• [Document excerpt]:

+ + +

Only two studies are comparable to ours, since they include only pediatric patients followed longitudinally. Aslam et al. studied 165 children with MCKD [4]. At the age of 10 years, none had hypertension or proteinuria, but the estimated GFR was between 48 and 125 ml/min per 1.73 m2 with 2 out of 31 patients below 60 ml/min per 1.73 m2. Wilson et al. studied a mixed cohort of 74 patients followed over time [18]. These authors did not evaluate proteinuria or blood pressure; GFR measured as inulin clearance was below 85 ml/min per 1.73 m2 in 16 out of 74 patients. Seeman et al. were the only authors to distinguish between normal and abnormal solitary kidneys [15]. As in our study, it was shown that abnormalities were detected mainly in the latter.

Only two studies provide blood pressure data collected by 24-h ambulatory blood pressure measurement (ABPM), which is considered to be the optimal approach to hypertension in general, and to screen for blood pressure problems [13, 15].

+ + +

• [Dataset records]:

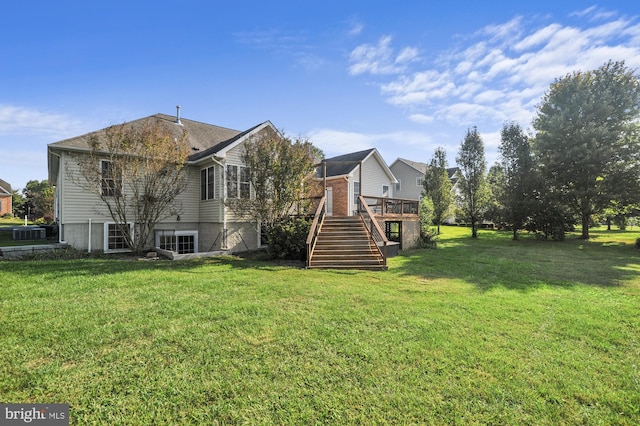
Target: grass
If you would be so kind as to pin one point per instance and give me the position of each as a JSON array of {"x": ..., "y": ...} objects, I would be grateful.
[{"x": 487, "y": 331}]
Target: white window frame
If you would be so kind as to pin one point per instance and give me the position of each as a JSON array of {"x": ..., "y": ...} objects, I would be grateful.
[
  {"x": 106, "y": 239},
  {"x": 194, "y": 234},
  {"x": 117, "y": 181},
  {"x": 207, "y": 183},
  {"x": 237, "y": 183}
]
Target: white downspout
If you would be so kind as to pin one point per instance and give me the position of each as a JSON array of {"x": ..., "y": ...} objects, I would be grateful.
[{"x": 223, "y": 210}]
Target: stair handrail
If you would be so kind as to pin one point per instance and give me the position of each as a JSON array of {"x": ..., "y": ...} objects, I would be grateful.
[
  {"x": 318, "y": 219},
  {"x": 373, "y": 228}
]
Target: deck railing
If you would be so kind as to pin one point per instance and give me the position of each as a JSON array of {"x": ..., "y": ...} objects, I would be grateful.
[
  {"x": 375, "y": 232},
  {"x": 382, "y": 206},
  {"x": 318, "y": 219}
]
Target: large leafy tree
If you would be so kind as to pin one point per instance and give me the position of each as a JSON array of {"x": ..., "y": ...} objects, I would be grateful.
[
  {"x": 281, "y": 175},
  {"x": 519, "y": 192},
  {"x": 471, "y": 178},
  {"x": 137, "y": 170},
  {"x": 437, "y": 186},
  {"x": 587, "y": 138},
  {"x": 496, "y": 182},
  {"x": 38, "y": 200}
]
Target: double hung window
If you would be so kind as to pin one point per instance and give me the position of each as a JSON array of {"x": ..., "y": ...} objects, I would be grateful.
[{"x": 207, "y": 183}]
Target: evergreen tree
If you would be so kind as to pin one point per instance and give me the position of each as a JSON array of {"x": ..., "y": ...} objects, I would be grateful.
[{"x": 472, "y": 180}]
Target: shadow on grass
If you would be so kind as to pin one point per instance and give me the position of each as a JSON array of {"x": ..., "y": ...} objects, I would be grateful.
[
  {"x": 491, "y": 261},
  {"x": 494, "y": 260}
]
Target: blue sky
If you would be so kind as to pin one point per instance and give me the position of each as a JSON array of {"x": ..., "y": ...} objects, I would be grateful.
[{"x": 403, "y": 76}]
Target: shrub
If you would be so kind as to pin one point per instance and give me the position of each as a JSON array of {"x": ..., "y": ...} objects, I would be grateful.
[{"x": 288, "y": 239}]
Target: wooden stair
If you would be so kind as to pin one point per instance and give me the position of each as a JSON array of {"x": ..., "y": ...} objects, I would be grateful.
[{"x": 344, "y": 243}]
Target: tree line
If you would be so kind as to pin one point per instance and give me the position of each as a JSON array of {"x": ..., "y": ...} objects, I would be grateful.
[{"x": 580, "y": 162}]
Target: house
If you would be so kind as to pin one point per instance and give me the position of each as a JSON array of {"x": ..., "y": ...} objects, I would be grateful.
[
  {"x": 5, "y": 198},
  {"x": 410, "y": 175},
  {"x": 365, "y": 173},
  {"x": 204, "y": 222},
  {"x": 349, "y": 175}
]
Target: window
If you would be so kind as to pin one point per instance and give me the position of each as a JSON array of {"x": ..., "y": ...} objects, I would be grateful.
[
  {"x": 393, "y": 231},
  {"x": 181, "y": 242},
  {"x": 207, "y": 183},
  {"x": 238, "y": 182},
  {"x": 110, "y": 180},
  {"x": 114, "y": 239}
]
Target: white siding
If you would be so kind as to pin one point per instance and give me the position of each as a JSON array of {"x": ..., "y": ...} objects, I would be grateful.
[
  {"x": 373, "y": 178},
  {"x": 211, "y": 211},
  {"x": 407, "y": 175}
]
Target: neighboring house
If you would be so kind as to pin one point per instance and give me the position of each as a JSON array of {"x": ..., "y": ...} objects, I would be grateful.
[
  {"x": 350, "y": 175},
  {"x": 5, "y": 198},
  {"x": 204, "y": 223}
]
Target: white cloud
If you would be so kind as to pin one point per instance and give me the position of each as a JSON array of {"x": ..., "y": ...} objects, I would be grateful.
[
  {"x": 336, "y": 142},
  {"x": 26, "y": 121},
  {"x": 355, "y": 27},
  {"x": 501, "y": 70},
  {"x": 421, "y": 118},
  {"x": 380, "y": 58}
]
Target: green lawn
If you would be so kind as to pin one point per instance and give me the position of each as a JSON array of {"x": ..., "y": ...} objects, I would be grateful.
[{"x": 488, "y": 331}]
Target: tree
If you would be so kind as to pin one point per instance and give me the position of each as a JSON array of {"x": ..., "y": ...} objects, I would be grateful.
[
  {"x": 437, "y": 186},
  {"x": 280, "y": 174},
  {"x": 496, "y": 182},
  {"x": 38, "y": 200},
  {"x": 17, "y": 204},
  {"x": 471, "y": 177},
  {"x": 518, "y": 164},
  {"x": 587, "y": 141},
  {"x": 137, "y": 170}
]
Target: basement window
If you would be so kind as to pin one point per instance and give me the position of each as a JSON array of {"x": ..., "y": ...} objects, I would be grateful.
[
  {"x": 114, "y": 239},
  {"x": 181, "y": 242}
]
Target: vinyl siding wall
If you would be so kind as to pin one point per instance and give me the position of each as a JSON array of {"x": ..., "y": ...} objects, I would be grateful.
[{"x": 407, "y": 176}]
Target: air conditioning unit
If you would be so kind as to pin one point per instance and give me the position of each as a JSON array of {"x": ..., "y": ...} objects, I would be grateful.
[{"x": 29, "y": 233}]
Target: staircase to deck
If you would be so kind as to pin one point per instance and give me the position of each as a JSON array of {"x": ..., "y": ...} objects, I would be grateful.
[{"x": 343, "y": 242}]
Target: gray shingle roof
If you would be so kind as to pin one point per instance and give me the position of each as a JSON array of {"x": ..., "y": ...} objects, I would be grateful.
[
  {"x": 204, "y": 139},
  {"x": 344, "y": 164}
]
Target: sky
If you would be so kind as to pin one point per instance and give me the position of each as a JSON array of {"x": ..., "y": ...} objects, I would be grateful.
[{"x": 404, "y": 77}]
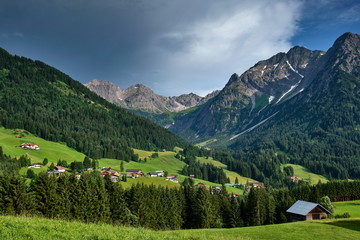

+ + +

• [Task item]:
Put this sentence from the excerpt on kidney studies in children into Spanish: "Only two studies are comparable to ours, since they include only pediatric patients followed longitudinally."

• [Result of the task]:
Solo dos estudios son comparables al nuestro, ya que incluyen únicamente pacientes pediátricos con seguimiento longitudinal.